2010/4/28 Rudi Ahlers rudiahlers@gmail.com:
On Wed, Apr 28, 2010 at 3:49 PM, m.roth@5-cent.us wrote:
Rudi wrote:
Does anyone know, if it's possible to reroute all (i.e. HTTP / FTP / DNS / SMTP / POP3 / IMAP / etc) from an ADSL connected machine via another server, which is currently hosted with IS and has full internet access?
i.e. Can I setup another machine, on a different public IP than the dynamic ADSL IP as default gw? OR do I need todo something on that machine to work as a router for such a setup?
<snip> I don't quite understand what you're asking. Do you mean <ADSL system><-><hosted system><->the 'Net or do you mean <the 'Net>-><hosted system>-><ADSL system> ? That is, are you trying to offer Web, FTP (BAD idea, use sftp or scp), and email from your ADSL-connected server, or do you want to connect to the 'Net via the hosted system?
mark
Mark,
We, in South Africa sit with a huge problem in that our clients can't connect to the rest of the world cause SEACOM is down. i.e. our client can, for the past 3 days, only surf local (i.e. local in South Africa) websites, email, etc. We have a lot of client's servers hosted in the USA, so they can't reach their websites or email and business is standing still for them.

Required work –
1 - In the email thread about rerouting traffic, copy the passage that starts with "i.e. Can I setup" and goes on through "the hosted system?".
2 - Write what comes next in the email thread about rerouting traffic, picking up after its last sentence.

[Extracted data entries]
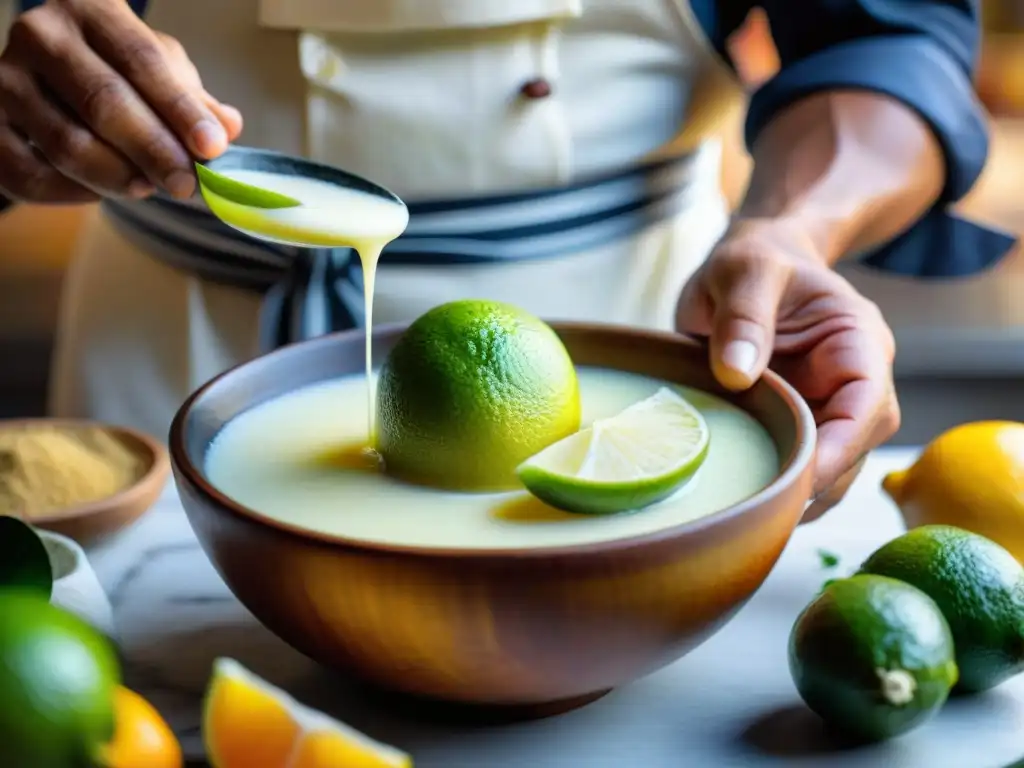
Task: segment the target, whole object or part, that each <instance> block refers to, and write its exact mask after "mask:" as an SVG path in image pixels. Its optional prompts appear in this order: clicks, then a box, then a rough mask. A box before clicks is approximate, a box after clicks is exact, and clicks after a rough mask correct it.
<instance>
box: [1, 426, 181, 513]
mask: <svg viewBox="0 0 1024 768" xmlns="http://www.w3.org/2000/svg"><path fill="white" fill-rule="evenodd" d="M32 427H56V428H57V429H59V428H61V427H63V428H68V429H88V428H93V429H102V430H103V431H105V432H110V433H113V434H117V435H122V436H127V437H129V438H131V439H133V440H135V441H136V442H137V443H138V444H140V445H142V449H143V450H142V452H140V455H143V456H144V457H145V458H146V459H147V460H148V462H150V467H148V469H146V471H145V472H144V473H143V474H142V475H140V476H139V477H137V478H136V479H135V481H134V482H133V483H131V484H130V485H128V486H127V487H124V488H122V489H121V490H119V492H117V493H116V494H113V495H112V496H104V497H103V498H102V499H96V500H95V501H92V502H85V503H83V504H74V505H72V506H71V507H66V508H65V509H63V510H61V511H59V512H53V513H51V514H48V515H33V516H31V517H28V518H27V519H28V522H30V523H32V524H33V525H35V526H36V527H40V526H44V525H59V524H60V523H61V522H65V521H68V520H80V519H83V518H87V517H94V516H98V515H101V514H103V513H105V512H110V511H111V510H112V509H116V508H121V507H125V506H129V505H132V504H135V503H136V502H138V501H139V499H140V497H143V496H144V495H145V494H147V493H148V490H150V487H151V485H152V484H153V483H154V482H156V481H157V480H159V479H160V478H162V477H166V476H167V475H168V474H169V473H170V468H171V465H170V454H169V453H168V451H167V449H166V447H164V446H163V445H162V444H161V443H160V442H158V441H157V439H156V438H155V437H152V436H150V435H147V434H145V433H144V432H140V431H139V430H137V429H132V428H131V427H122V426H118V425H116V424H109V423H106V422H103V421H99V420H97V419H67V418H61V417H54V418H48V417H37V418H28V419H3V420H0V429H6V428H15V429H17V428H32Z"/></svg>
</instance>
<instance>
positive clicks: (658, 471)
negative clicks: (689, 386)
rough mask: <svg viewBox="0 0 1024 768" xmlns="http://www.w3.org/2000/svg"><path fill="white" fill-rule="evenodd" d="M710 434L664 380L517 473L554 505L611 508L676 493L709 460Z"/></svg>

Results for each task –
1 -
i.e. Can I setup another machine, on a different public IP than the dynamic ADSL IP as default gw? OR do I need todo something on that machine to work as a router for such a setup?
<snip> I don't quite understand what you're asking. Do you mean <ADSL system><-><hosted system><->the 'Net or do you mean <the 'Net>-><hosted system>-><ADSL system> ? That is, are you trying to offer Web, FTP (BAD idea, use sftp or scp), and email from your ADSL-connected server, or do you want to connect to the 'Net via the hosted system?

2 -
So, I want to reroute all their traffic via one of our other servers which right now has got full internet access, as such:
<ADSL client> - <Limited internet> - <server> - <full internet>
I already setup squid for this and it works great, but doesn't proxy SMTP / POP3 / Skype / IM / RDP / etc etc. And I don't want to setup a proxy service for evey service imaginible.
how about ipsec / openvpn tunnel and routing traffic via it?
-- Eero, RHCE
On Wed, Apr 28, 2010 at 3:59 PM, Eero Volotinen eero.volotinen@iki.fi wrote:
how about ipsec / openvpn tunnel and routing traffic via it?
-- Eero, RHCE _______________________________________________
I don't know, since I've never setup one ;)
The trickey part, which I don't understand, is how will this work.
i.e. I SSH into ADSL client's machine, and setup the VPN. The VPN then connects to our linux server which now acts as gateway. How do I tell the client's linux server to rout all traffic (apart from my SSH connection, otherwise I get cut-off) via the VPN, and not via the same ADSL line on top of which the VPN runs?
Rudi,
Rudi wrote:
On Wed, Apr 28, 2010 at 3:49 PM, m.roth@5-cent.us wrote:
Rudi wrote:
Does anyone know, if it's possible to reroute all (i.e. HTTP / FTP / DNS / SMTP / POP3 / IMAP / etc) from an ADSL connected machine via another server, which is currently hosted with IS and has full internet access?
i.e. Can I setup another machine, on a different public IP than the dynamic ADSL IP as default gw? OR do I need todo something on that machine to work as a router for such a setup?
<snip> I don't quite understand what you're asking. Do you mean <ADSL system><-><hosted system><->the 'Net or do you mean <the 'Net>-><hosted system>-><ADSL system> ? That is, are you trying to offer Web, FTP (BAD idea, use sftp or scp), and email from your ADSL-connected server, or do you want to connect to the 'Net via the hosted system?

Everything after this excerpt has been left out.